Start Given data
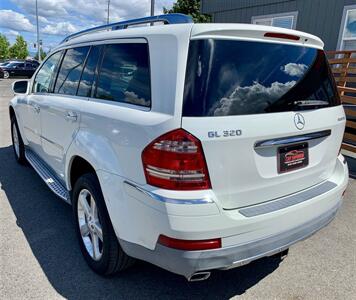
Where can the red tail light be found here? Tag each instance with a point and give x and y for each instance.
(175, 161)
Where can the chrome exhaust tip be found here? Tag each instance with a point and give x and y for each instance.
(199, 276)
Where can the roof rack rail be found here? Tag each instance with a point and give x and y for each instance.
(166, 19)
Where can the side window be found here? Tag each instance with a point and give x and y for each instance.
(70, 71)
(44, 76)
(88, 74)
(124, 74)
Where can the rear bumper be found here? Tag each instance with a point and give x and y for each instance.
(246, 236)
(187, 263)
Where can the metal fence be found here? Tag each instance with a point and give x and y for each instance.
(343, 65)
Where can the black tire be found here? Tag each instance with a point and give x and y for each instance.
(20, 154)
(113, 259)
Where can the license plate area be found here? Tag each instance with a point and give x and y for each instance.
(293, 157)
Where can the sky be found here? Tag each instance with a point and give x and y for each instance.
(59, 18)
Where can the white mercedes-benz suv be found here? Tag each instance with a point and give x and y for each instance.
(194, 147)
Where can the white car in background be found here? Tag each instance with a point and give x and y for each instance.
(194, 147)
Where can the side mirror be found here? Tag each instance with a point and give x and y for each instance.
(20, 86)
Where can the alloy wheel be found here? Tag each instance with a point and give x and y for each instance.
(89, 224)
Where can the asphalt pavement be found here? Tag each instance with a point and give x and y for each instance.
(40, 257)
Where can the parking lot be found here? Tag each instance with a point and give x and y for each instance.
(40, 257)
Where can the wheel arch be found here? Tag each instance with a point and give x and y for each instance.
(77, 167)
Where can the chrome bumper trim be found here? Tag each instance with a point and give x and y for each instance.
(187, 263)
(292, 139)
(274, 205)
(160, 198)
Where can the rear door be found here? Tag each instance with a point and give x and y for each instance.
(30, 109)
(268, 115)
(60, 112)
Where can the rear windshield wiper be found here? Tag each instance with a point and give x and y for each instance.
(303, 103)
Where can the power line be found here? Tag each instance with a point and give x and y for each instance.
(108, 16)
(38, 36)
(152, 7)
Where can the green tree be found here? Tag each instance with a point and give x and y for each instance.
(19, 48)
(189, 7)
(4, 47)
(43, 54)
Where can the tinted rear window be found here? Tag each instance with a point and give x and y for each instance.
(124, 75)
(227, 77)
(70, 71)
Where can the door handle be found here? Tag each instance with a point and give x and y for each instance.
(36, 108)
(71, 116)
End Given data
Direction:
Copy the records word for word, starting at the line that contains "Where can the rear windshield" and ending at the final line of the records.

Completed exercise:
Where can the rear windshield wiper be found here? Tag each instance with a point and give x and y for each instance.
(303, 103)
Where can the power line be found here? Tag each instance with a point and give x and y for each instance.
(108, 16)
(38, 36)
(152, 7)
Where can the green tree be found here? Tag each instance with a point and give x and y for each instance.
(19, 48)
(189, 7)
(4, 47)
(43, 54)
Where can the tinted rear window be found here? Tag each instance with a point and give x and y for each instance.
(124, 75)
(227, 77)
(70, 71)
Where can the door handle be found here? Tag each instance with a point and give x and y for each instance.
(36, 108)
(71, 116)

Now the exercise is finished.